- REQUIRED WORK: Transcribe, word for word, all of the entries below, and exclude any pictures from the copy.

+-------+

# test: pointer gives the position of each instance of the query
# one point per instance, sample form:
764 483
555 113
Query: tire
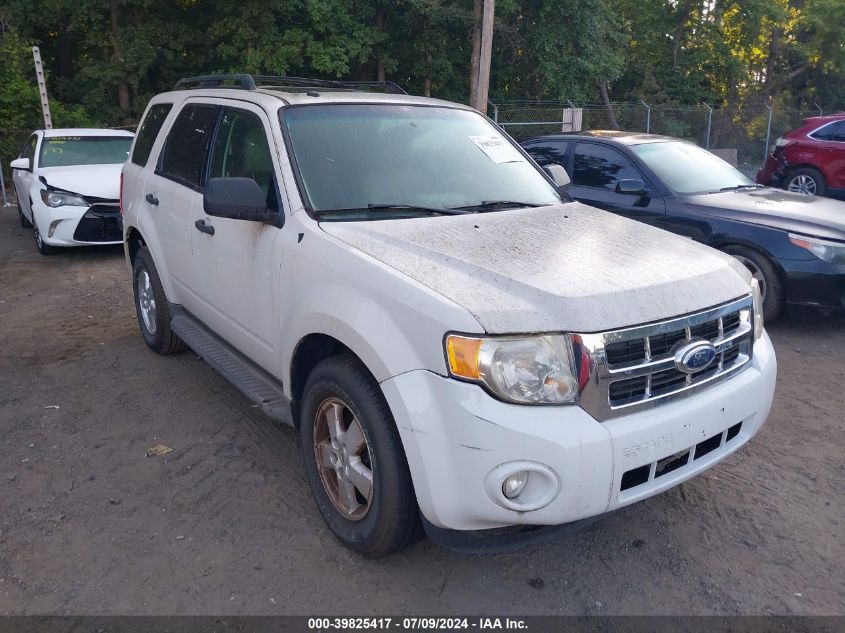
387 519
805 180
25 223
43 248
766 274
151 306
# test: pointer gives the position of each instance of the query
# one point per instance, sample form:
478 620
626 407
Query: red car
810 159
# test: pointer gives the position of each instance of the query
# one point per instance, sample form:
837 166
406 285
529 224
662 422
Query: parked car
809 160
67 183
451 334
793 245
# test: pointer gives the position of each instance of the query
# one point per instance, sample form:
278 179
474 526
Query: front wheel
354 459
151 306
43 247
771 287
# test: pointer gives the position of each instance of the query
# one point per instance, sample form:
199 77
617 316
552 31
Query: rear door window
831 132
184 157
148 132
241 150
599 166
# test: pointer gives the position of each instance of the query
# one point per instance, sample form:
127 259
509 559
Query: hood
809 215
91 181
564 267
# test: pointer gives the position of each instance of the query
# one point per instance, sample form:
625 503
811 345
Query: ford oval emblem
694 356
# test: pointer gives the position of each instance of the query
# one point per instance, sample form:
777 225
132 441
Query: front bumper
815 283
460 442
78 226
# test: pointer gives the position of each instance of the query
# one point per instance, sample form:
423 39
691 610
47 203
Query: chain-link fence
749 130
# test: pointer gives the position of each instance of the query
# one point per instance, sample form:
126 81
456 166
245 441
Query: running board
253 381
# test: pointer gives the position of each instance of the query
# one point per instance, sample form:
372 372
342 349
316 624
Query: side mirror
238 199
630 187
557 174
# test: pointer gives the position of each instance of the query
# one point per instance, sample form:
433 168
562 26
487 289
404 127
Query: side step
253 381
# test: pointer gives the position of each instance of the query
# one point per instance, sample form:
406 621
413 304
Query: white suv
454 338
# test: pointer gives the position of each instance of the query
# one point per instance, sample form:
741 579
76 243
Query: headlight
757 308
831 252
524 370
59 199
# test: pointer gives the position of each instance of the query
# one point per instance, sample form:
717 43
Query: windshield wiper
396 207
738 187
412 207
491 205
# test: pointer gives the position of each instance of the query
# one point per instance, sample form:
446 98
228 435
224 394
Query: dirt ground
225 524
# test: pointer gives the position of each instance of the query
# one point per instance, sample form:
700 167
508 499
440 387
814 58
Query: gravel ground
225 523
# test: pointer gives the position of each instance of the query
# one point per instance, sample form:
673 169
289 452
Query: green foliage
106 58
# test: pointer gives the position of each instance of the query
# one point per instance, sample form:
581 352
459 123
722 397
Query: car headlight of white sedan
62 199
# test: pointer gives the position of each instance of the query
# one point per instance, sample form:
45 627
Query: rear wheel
151 306
764 271
805 180
355 461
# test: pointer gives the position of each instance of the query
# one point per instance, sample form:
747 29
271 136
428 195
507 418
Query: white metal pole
768 133
42 88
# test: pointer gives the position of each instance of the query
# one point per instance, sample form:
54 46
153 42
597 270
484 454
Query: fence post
768 132
709 122
647 117
3 187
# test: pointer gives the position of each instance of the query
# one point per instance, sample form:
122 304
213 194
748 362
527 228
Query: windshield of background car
687 169
62 151
352 156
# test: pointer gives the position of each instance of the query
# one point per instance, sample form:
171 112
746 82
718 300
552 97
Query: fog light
514 484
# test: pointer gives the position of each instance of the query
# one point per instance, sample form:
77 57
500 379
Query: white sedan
68 185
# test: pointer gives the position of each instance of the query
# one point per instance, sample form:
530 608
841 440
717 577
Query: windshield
686 168
358 157
62 151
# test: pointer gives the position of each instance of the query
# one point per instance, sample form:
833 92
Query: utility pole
482 86
42 88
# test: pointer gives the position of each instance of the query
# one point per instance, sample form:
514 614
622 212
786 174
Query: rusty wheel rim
343 459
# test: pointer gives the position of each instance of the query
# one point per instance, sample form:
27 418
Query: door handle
202 227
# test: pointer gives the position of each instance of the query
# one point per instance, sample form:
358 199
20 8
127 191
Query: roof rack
242 82
250 82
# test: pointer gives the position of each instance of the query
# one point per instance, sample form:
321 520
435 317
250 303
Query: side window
28 149
837 132
553 152
600 166
241 150
148 132
187 144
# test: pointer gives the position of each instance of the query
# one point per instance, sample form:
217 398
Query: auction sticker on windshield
497 149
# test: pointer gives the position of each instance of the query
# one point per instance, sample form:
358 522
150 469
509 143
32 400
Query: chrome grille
636 367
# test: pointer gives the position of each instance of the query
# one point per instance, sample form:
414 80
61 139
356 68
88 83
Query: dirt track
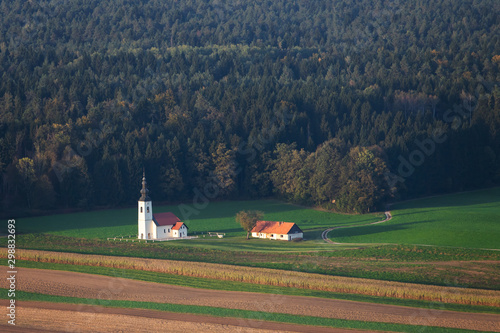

+-------+

- ANSWER SPACE:
# test: pointer gives the position of each instance of the query
# one point per instance, sample form:
764 483
555 113
Query: tire
387 519
805 180
25 223
43 248
766 274
151 306
# test: pointer gives the position of each instance of the query
# one point per instance, sample form:
478 620
626 407
Query: red car
810 159
# test: pointer gives the position of each instance of the query
# one point per instance, sample form:
837 166
406 285
529 224
662 422
Query: parked car
809 160
67 183
451 334
793 245
# test: pointer gives the position of each instance of the query
# one point per instance, sample form:
278 179
474 526
Query: front wheel
354 459
151 306
43 247
771 287
# test: pointer gives the position of each instance of the query
# one point per instance, sample form:
199 77
617 316
552 31
Query: rear door window
831 132
184 157
148 132
241 150
599 166
# test: pointer gives the position of each instance of the query
# one point per instance, sample form:
127 259
509 559
Query: hood
809 215
91 181
564 267
# test: pointer gives the position of each instance of the query
# one point per instance, sample form:
625 503
811 345
Query: ford oval emblem
694 356
# test: pointer gives the position of each instance of the query
# one point per instance, sample form:
777 225
132 441
Query: front bumper
815 283
460 442
78 226
# test: pointer gives the position of each instance of the query
# one point per instance, sample form:
423 39
691 610
47 203
Query: chain-link fence
749 130
# test: pointer gives the position of each instance of the query
# one point per instance, sample form:
126 81
456 166
245 441
Query: running board
253 381
# test: pointer gives the position of each instance of the query
# one point per instance, sample form:
372 372
342 349
316 624
Query: side mirror
238 199
630 187
557 174
# test: pointer gives the position of each instance of the query
# one point per instance, sample form:
433 168
562 26
487 289
404 127
Query: side step
253 381
# test: pointer gives the position of each instance of the query
# one point per instance, sample form:
406 621
413 304
Query: white suv
454 338
# test: pointer gives the position of each instance of the query
# one point per instance, sample form:
741 579
76 243
Query: headlight
757 308
831 252
524 370
59 199
# test: pointer gives the position of each instance of the query
# one point per instance, sample form:
717 43
Query: windshield wiper
396 207
738 187
412 207
491 205
# test: pointer gives the position of each instance of the query
# one point per instance, sample form:
446 98
228 435
224 394
Query: dirt ground
225 524
# test: pointer gives the position of each instance of the query
# one point per instance, sample form:
700 167
508 499
440 387
814 58
Query: gravel ground
225 523
# test: pointer gives the position of each instance of the query
# one point per instance, sample form:
673 169
289 452
Query: green foliage
106 58
# test: pointer gives the position of each instance of the query
# one point per instance, sample form:
581 352
459 123
722 397
Query: car headlight of white sedan
62 199
# test: pointer gives the position of each instance of the query
# one point per instance, sample form:
45 627
Query: rear wheel
151 306
764 271
805 180
355 461
# test: pointer gives the position of each instance of the query
# one point per instance, sample form:
747 29
271 136
428 195
507 418
Query: white metal pole
768 133
42 88
# test: pointer gives the position of each instance of the query
# one point per instance, sample form:
54 46
153 42
597 270
484 454
Query: fence post
768 132
709 122
647 117
3 187
# test: pointer gives the position of each instance of the query
# one point per instance, sample form:
122 304
213 194
748 362
527 228
Query: windshield of background car
687 169
62 151
352 156
# test: pointer gives the position of each instance of the query
# one point per instance, sample form:
171 112
746 82
718 300
552 97
Query: fog light
514 484
# test: pointer gives the position of each instance of the query
# one point per instance, sample form:
77 57
500 379
Query: white sedan
68 185
# test: pointer gives the position of each instance of the query
# one point per instance, sample form:
530 608
841 440
717 577
Query: windshield
686 168
358 157
62 151
# test: pointer gives the position of each instance of the query
# one point per instance, sample form:
833 92
Query: utility pole
482 86
42 88
# test: pointer gives the position of each instance of the query
# one point per instance, sample form:
514 614
622 212
786 174
Query: rusty wheel rim
343 459
# test: pointer gives the position of each instance of the query
# one point per instance, sample form:
27 418
Query: door handle
202 227
# test: pointer gives the position of each instance of the query
# one point per instance, sample form:
358 199
20 8
127 191
Query: roof rack
242 82
250 82
# test: pointer gives the position of each instance of the query
# one point per instance, sample form:
321 520
435 317
250 303
Query: side window
28 149
837 132
553 152
600 166
241 150
148 132
187 144
# test: pointer gives the position of each instance of the query
# one point per instance, sample form:
217 398
Query: auction sticker on windshield
497 149
# test: pointer gives the position of each instance of the query
# one point per instance, sample form:
358 522
150 469
509 143
32 400
Query: chrome grille
636 367
# test: pointer gives the position of each instance of the query
# one point per instance, sample form:
414 80
61 139
356 68
88 83
Query: dirt track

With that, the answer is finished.